→ WHAT YOU ARE ASKED TO DO:
Pull out each line of the entries below that contains the word "airplane".

→ Saved entries:
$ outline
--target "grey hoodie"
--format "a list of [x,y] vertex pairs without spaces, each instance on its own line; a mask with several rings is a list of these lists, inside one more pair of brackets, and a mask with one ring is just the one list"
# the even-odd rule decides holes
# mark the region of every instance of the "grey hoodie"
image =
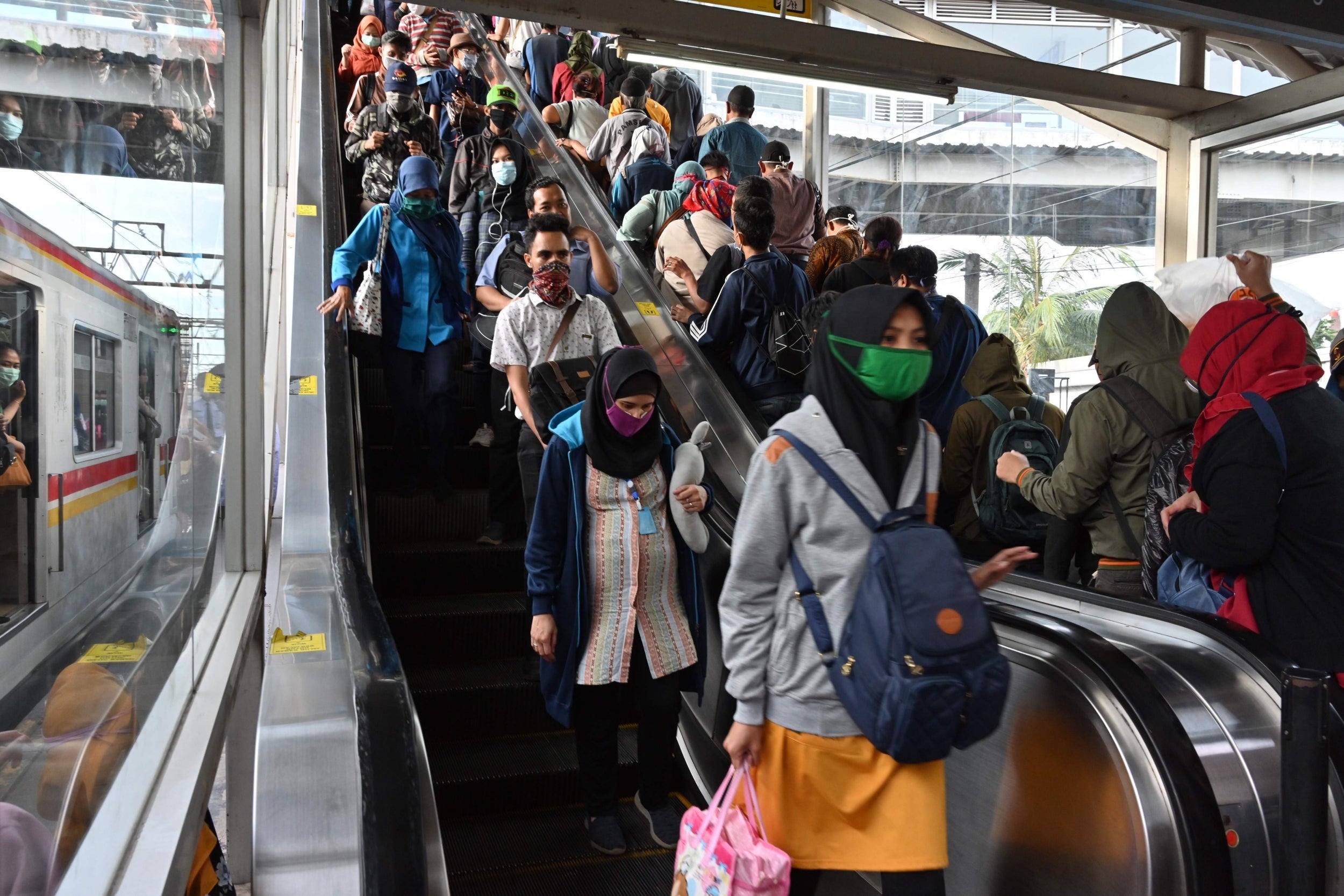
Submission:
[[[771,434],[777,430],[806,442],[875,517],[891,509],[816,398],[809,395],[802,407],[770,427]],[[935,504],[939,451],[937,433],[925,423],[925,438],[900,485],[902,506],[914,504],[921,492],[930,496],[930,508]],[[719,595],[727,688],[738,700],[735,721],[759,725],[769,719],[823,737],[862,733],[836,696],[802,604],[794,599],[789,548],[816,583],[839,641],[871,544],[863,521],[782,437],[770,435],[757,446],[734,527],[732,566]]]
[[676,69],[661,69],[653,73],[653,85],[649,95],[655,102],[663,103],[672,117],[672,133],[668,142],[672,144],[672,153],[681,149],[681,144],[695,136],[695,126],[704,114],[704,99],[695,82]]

* * *

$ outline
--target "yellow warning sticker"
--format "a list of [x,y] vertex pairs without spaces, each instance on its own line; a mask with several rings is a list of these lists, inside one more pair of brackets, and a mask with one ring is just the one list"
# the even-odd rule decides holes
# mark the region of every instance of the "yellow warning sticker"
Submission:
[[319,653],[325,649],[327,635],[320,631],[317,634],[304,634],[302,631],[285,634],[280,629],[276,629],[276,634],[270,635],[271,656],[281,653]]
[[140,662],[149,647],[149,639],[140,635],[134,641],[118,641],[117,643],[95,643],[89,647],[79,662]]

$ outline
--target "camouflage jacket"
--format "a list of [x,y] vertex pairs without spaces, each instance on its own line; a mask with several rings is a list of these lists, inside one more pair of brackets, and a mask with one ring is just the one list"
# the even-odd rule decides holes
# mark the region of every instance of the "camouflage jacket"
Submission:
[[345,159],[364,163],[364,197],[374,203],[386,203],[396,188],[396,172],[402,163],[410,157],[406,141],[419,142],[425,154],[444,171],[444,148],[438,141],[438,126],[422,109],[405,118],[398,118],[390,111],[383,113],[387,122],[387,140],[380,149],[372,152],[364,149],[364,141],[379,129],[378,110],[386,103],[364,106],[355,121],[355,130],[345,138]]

...

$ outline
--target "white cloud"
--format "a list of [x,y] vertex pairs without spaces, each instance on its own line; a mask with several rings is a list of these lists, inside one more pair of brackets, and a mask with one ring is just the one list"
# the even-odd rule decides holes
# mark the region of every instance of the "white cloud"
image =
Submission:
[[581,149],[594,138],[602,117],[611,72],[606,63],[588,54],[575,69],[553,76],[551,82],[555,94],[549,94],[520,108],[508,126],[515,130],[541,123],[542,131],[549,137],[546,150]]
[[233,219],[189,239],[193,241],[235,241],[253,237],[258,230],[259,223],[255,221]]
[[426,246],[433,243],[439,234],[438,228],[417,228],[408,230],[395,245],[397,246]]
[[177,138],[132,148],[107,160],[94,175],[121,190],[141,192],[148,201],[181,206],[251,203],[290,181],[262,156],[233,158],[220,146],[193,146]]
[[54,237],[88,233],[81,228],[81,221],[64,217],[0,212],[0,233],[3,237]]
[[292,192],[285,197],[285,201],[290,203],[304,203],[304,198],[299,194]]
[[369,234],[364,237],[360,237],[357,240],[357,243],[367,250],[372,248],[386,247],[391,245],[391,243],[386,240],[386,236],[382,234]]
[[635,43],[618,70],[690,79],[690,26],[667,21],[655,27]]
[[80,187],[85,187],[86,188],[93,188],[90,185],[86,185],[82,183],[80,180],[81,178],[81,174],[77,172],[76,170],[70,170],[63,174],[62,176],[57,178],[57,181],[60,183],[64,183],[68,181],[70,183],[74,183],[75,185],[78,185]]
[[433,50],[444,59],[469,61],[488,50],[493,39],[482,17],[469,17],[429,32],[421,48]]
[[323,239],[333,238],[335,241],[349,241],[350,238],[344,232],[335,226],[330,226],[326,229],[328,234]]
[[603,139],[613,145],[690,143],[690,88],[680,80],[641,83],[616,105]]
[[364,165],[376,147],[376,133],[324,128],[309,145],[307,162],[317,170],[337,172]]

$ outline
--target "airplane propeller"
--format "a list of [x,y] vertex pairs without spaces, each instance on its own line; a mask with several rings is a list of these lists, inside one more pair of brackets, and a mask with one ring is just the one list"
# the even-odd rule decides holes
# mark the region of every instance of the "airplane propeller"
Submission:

→ COMPLETE OUTPUT:
--target "airplane propeller"
# mark the region of every instance of the "airplane propeller"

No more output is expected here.